Instructions:
1: Please transcribe the part of the film review starting at "And without the" and ending at "loose emotional strands.".
2: In the film review, what name is written over Sarbjit's name on the first letter he receives in prison?
3: Write the next part of the film review, picking up after its last sentence.

Text excerpt:
*-*-*

And without the scaffolding of a strong screenplay, we begin to yearn for characters rather than archetypes. Everyone’s a type – Wife, Husband, Sister, Brother, Daughter – and the few moments that work are when we get a glimpse of the people they really are. There’s a good scene where Sarbjit’s wife Sukhpreet (Richa Chaddha) gently reproaches Dalbir for her unceasing martyrdom, and another in which Sarbjit’s daughter rails at her aunt. “Apni is ladaai ko hamaari zindagi mat banaao,” We suddenly see what it must be like to be the daughter of a father who’s only in newspapers and on TV and on missing-person posters. But we need a transition scene to show how this daughter reconciled herself to meeting her father in prison. It’s a moving moment with the whole family reunited, but it feels incomplete because of the loose emotional strands.

This is a remarkable real-life story, with remarkable emotional peaks. When Sarbjit receives his first letter in prison, his name is struck out, and the name “Ranjit” is written over it – that’s whose crimes he’s being accused of. Dalbir gave this man his identity back. She made him “Sarbjit” again in front of the world. This is also the story of collateral damage in two countries. A Pakistani father still mourning the loss of his son has this to say when Dalbir insists her brother is innocent. “Begunaah to donon parivaar hain, par sazaa to kaat rahe hain na?” Another nice line – between Dalbir and Sarbjit’s Pakistani lawyer (Darshan Kumar) – harks back to simpler times, a simpler India. “Apne bhai ke liye lad rahi hoon main,” she says, and asks what his motive is. He simply says, “Main bhi.” I misted up a wee bit. How can all this result in such a dull movie, which is neither a gripping familial drama nor a tense legal thriller?

Every time we see Hooda, we see a slightly better movie. He’s showier here than he usually is, employing techniques from the I’ll Starve Until My Ribs Show school of acting. But he has a mad glint in the eyes and he moves like a broken puppet. I did not understand half the lines he said, but I understood his pain. As for Aishwarya Rai Bachchan, she’s clearly given it her everything – and in the South Indian Heroine Trying To Pass For A Punjabi sweepstakes, she certainly scores over Hema Malini in Ek Chadar Maili Si. But the character isn’t in her comfort zone, and it shows. She’s best when playing spunky achievers (in Mani Ratnam’s and Bhansali’s films, or in Ram Gopal Varma’s Sarkar Raj), and her worst instincts come out when she plays characters who are sad and suffering. The director doesn’t help her either, asking her to do ridiculous things like break down in a mustard field, or accost a man carrying an orange. And for someone not exactly known for her dialogue delivery, she gets far too many speeches – in between looking for her brother, she seems to be contesting in the Wagah elections. She’s more eloquent in the silent anguish that passes over her face when her child dies. All these years on, the camera still loves that face.

*-*-*

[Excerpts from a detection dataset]
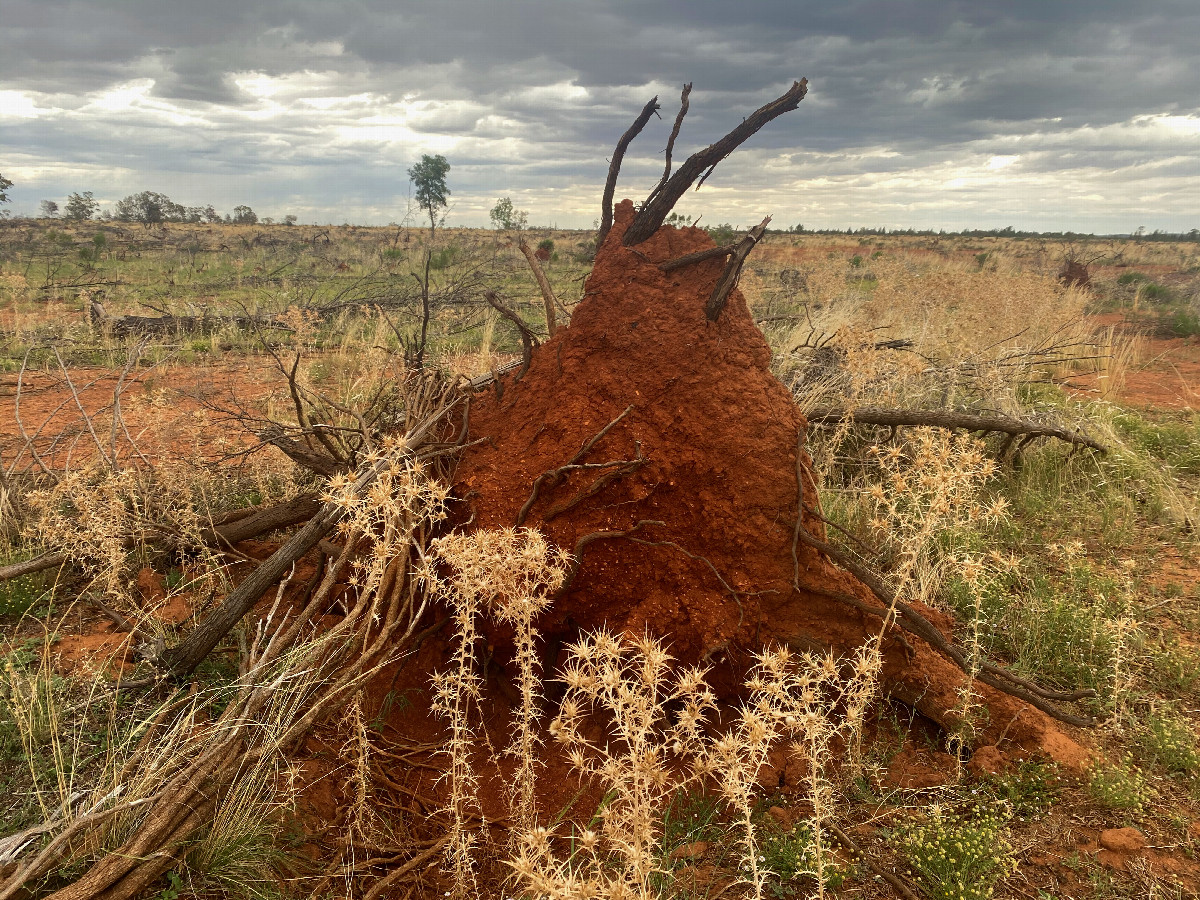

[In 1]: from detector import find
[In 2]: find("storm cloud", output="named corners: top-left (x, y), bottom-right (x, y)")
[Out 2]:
top-left (0, 0), bottom-right (1200, 232)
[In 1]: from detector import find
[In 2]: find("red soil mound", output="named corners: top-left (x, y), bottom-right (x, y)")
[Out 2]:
top-left (457, 200), bottom-right (1089, 763)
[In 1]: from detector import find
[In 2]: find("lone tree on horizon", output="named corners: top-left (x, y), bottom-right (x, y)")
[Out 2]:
top-left (408, 154), bottom-right (450, 238)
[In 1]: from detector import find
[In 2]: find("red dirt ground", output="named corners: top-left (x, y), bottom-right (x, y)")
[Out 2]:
top-left (457, 202), bottom-right (1084, 767)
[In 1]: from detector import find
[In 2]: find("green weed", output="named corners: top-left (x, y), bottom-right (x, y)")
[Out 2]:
top-left (1087, 756), bottom-right (1153, 815)
top-left (890, 806), bottom-right (1016, 900)
top-left (1135, 707), bottom-right (1200, 775)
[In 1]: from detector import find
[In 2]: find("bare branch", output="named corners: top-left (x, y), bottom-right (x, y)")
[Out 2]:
top-left (596, 97), bottom-right (666, 246)
top-left (646, 82), bottom-right (691, 203)
top-left (623, 78), bottom-right (809, 247)
top-left (808, 407), bottom-right (1108, 455)
top-left (704, 216), bottom-right (770, 322)
top-left (517, 238), bottom-right (558, 337)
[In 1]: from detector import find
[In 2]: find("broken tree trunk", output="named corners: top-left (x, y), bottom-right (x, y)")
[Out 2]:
top-left (705, 216), bottom-right (770, 322)
top-left (619, 78), bottom-right (809, 247)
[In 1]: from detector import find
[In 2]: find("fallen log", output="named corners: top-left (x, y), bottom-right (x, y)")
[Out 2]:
top-left (155, 401), bottom-right (457, 678)
top-left (0, 494), bottom-right (320, 582)
top-left (808, 407), bottom-right (1108, 456)
top-left (624, 78), bottom-right (809, 247)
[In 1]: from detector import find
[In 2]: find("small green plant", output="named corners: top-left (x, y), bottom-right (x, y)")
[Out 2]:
top-left (430, 244), bottom-right (462, 271)
top-left (758, 816), bottom-right (850, 898)
top-left (892, 805), bottom-right (1016, 900)
top-left (980, 760), bottom-right (1062, 818)
top-left (0, 575), bottom-right (46, 619)
top-left (662, 787), bottom-right (725, 856)
top-left (1087, 756), bottom-right (1152, 814)
top-left (704, 222), bottom-right (737, 247)
top-left (1136, 708), bottom-right (1200, 775)
top-left (156, 871), bottom-right (184, 900)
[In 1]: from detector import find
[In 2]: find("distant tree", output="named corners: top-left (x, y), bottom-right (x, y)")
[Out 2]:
top-left (116, 191), bottom-right (187, 228)
top-left (62, 191), bottom-right (100, 222)
top-left (487, 197), bottom-right (529, 230)
top-left (408, 154), bottom-right (450, 235)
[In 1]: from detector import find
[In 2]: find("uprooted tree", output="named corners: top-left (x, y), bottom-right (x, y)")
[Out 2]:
top-left (0, 80), bottom-right (1104, 900)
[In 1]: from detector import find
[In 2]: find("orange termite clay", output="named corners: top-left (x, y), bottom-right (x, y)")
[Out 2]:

*-*-*

Responses:
1:
And without the scaffolding of a strong screenplay, we begin to yearn for characters rather than archetypes. Everyone’s a type – Wife, Husband, Sister, Brother, Daughter – and the few moments that work are when we get a glimpse of the people they really are. There’s a good scene where Sarbjit’s wife Sukhpreet (Richa Chaddha) gently reproaches Dalbir for her unceasing martyrdom, and another in which Sarbjit’s daughter rails at her aunt. “Apni is ladaai ko hamaari zindagi mat banaao,” We suddenly see what it must be like to be the daughter of a father who’s only in newspapers and on TV and on missing-person posters. But we need a transition scene to show how this daughter reconciled herself to meeting her father in prison. It’s a moving moment with the whole family reunited, but it feels incomplete because of the loose emotional strands.

2: "Ranjit"

3:
I can’t vouch for the veracity of her Punjabi accent, but it sounds very odd – and I kept wondering if there’s something else, something more than just how good an actress she is (or isn’t), something about the person she is. In older times, all we knew about Waheeda Rehman outside of her films was, say, that she used Lux soap, but with today’s 24×7 media coverage, how easy is it for actors to make us forget purple-lipsticked appearances in Cannes? I think I’m trying to say that an actor’s off-screen persona is a much bigger contributor to their on-screen performance today than it was earlier. Maybe a Neerja worked because Sonam Kapoor’s character was more-or-less Sonam Kapoor, give or take a few crores of personal net worth, but much as we try, it’s really hard to see a very visible brand ambassadress for L’Oréal sweating under a Punjabi sun, trying to fit the snapped strap of a dusty rubber chappal back into its toe-hole.

KEY:

  • Sarbjit = see here
  • pind = village
  • Mary Kom = see here
  • Mother India = see here
  • Door karo isko hamari nazron se” = get lost, but in an old-style-Hindi-film manner
  • Bahu Begum = see here
  • Apni is ladaai ko hamaari zindagi mat banaao” = Your battle is not our life.
  • Begunaah to donon parivaar hain, par sazaa to kaat rahe hain na?” = Both families are innocent, but they’re being punished.
  • Apne bhai ke liye lad rahi hoon main” = I’m fighting for my brother.
  • Main bhi” = Me too.
  • Ek Chadar Maili Si = see here
  • Sarkar Raj = see here
  • Neerja = see here
  • rubber chappal = flip flops

Copyright ©2016 Baradwaj Rangan. This article may not be reproduced in its entirety without permission. A link to this URL, instead, would be appreciated.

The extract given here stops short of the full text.